Transcribe word for word each line from the one containing "Indicate the hockey" to the final line of the data, both included. Skip the pictures.

==*==

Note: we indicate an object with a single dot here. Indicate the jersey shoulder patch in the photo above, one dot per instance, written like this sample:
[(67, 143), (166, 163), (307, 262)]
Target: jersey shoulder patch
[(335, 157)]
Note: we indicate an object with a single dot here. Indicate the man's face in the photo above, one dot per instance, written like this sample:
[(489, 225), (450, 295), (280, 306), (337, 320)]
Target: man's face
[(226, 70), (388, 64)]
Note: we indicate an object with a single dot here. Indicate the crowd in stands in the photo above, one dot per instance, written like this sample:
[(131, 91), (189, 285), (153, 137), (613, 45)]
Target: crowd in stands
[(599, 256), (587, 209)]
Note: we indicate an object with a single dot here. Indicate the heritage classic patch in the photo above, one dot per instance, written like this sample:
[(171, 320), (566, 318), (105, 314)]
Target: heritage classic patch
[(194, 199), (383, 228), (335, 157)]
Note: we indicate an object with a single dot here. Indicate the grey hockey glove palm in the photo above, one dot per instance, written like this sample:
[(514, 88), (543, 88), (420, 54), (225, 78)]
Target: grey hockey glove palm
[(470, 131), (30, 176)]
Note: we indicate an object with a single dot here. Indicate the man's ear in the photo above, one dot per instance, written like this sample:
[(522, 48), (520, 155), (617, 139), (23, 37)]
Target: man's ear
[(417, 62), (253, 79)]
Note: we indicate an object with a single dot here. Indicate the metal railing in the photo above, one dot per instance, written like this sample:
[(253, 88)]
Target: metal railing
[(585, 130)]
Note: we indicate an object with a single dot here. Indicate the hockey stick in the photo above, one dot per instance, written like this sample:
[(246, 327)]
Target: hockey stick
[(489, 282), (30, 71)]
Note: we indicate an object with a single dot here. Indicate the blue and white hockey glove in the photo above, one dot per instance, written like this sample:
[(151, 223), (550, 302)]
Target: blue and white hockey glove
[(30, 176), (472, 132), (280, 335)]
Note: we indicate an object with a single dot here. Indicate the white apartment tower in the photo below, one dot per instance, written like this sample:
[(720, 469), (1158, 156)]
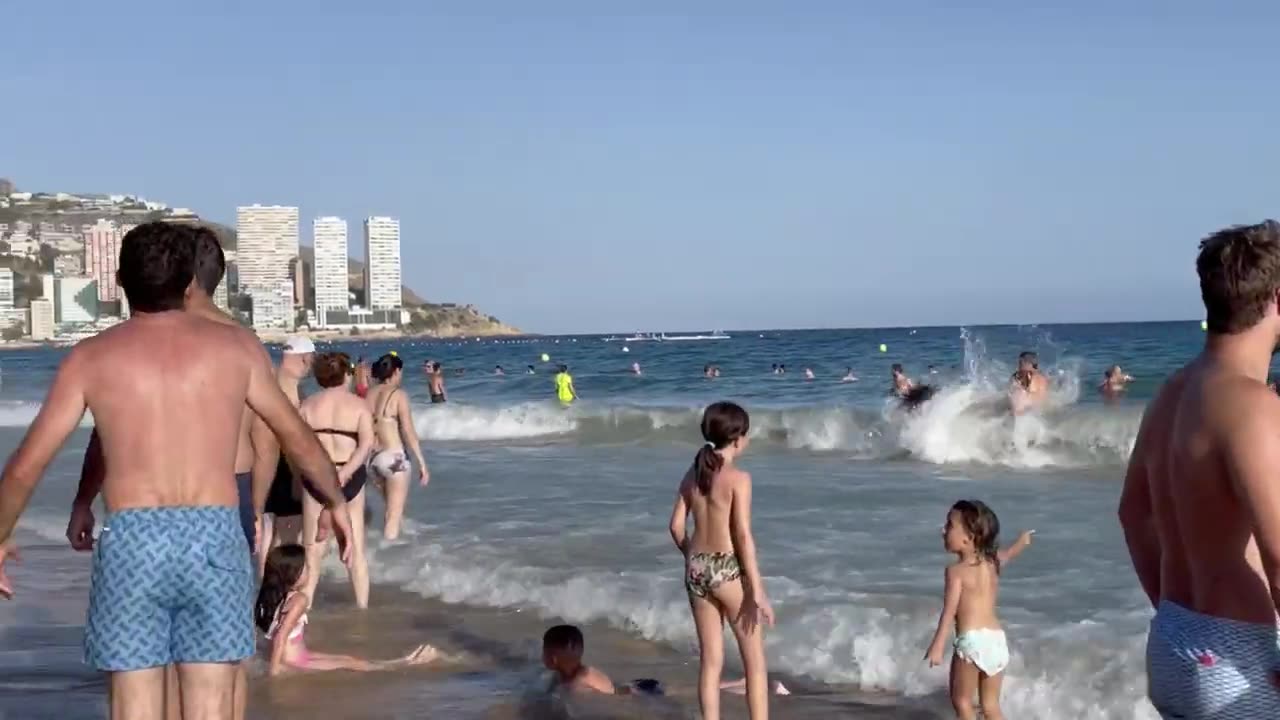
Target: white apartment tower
[(268, 242), (382, 264), (329, 238), (5, 287)]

==*==

§ Completed task
Note: we indicate an object with a single dot here. Indicate the hockey stick in the photo above, one dot per instance, written like this sample:
[(246, 327)]
Target: hockey stick
[(489, 282), (30, 71)]
Note: we indicate an object with a single dot here. Indicate the blue and white hockey glove in the photo above, one dot per instance, written like this sample:
[(151, 223), (550, 302)]
Target: blue and white hockey glove
[(30, 176), (472, 132), (280, 335)]
Note: we indicate an object with a single dot here. Indicate the white apartment tower in the photo below, one dot per instance, written like this sample:
[(720, 469), (1158, 156)]
Target: white apartment tower
[(268, 242), (382, 264), (329, 238), (5, 287)]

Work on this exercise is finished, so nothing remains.